### Task description
Reproduce the records below from the line containing "the 10 year" through the end of the records, keeping the requests unchanged. Multiply only the point coordinates in the answers by 0.95, rounding each to a whole number with halves rounded up.

Excerpts from point annotation data
::::::::
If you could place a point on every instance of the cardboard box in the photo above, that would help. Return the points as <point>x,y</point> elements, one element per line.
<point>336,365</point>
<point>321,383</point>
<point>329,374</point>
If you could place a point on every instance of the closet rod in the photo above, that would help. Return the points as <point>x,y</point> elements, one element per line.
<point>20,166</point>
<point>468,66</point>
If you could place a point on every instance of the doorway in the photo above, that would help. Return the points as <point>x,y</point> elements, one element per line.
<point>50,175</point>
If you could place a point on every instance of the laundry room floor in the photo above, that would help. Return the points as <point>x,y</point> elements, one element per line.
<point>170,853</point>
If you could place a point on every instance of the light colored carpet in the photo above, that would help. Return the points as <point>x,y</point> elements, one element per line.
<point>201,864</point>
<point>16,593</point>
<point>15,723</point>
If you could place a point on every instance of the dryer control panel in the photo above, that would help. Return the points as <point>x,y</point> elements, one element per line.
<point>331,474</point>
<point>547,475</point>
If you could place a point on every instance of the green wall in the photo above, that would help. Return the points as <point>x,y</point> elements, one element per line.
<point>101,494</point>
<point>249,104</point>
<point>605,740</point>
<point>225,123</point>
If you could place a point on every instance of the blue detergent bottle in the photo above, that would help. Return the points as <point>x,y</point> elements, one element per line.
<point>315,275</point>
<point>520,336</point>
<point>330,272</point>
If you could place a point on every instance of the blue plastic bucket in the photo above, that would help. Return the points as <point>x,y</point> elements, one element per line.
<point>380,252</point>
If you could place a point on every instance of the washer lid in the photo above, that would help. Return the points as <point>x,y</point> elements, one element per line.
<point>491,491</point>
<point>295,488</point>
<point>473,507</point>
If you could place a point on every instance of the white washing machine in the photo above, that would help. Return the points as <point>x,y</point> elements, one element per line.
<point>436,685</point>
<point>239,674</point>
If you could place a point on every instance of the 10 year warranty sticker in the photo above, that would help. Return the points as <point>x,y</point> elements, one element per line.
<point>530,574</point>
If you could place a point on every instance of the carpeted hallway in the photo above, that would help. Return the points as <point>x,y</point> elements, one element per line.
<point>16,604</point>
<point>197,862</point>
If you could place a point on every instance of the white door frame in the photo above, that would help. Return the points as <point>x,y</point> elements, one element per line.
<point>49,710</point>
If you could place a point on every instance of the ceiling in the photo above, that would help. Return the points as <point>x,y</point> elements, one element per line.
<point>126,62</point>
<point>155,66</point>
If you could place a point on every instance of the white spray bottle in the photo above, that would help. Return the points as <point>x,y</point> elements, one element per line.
::::::::
### Response for this exercise
If you could place a point on every instance of the 10 year warranty sticker in the photo above, that would help. Return the points as <point>x,y</point> elements, one element per line.
<point>504,545</point>
If you could place a point on every instance of the carpeted hallway in the photo above, that would help. Return the points as <point>x,y</point> elements, one element per line.
<point>15,574</point>
<point>187,819</point>
If you could place a point on every instance of the white door frame in the photo above, that would help. Return the points as <point>x,y</point> elements, one element per line.
<point>47,675</point>
If you could place a point on every instance of the ceiling in the photo above, that would help. Return the points as <point>x,y</point> elements, one element per line.
<point>120,59</point>
<point>147,63</point>
If you could place a point on every instance of the white spray bottle in the photo above, that would help. Return the points as <point>x,y</point> elements, one element per line.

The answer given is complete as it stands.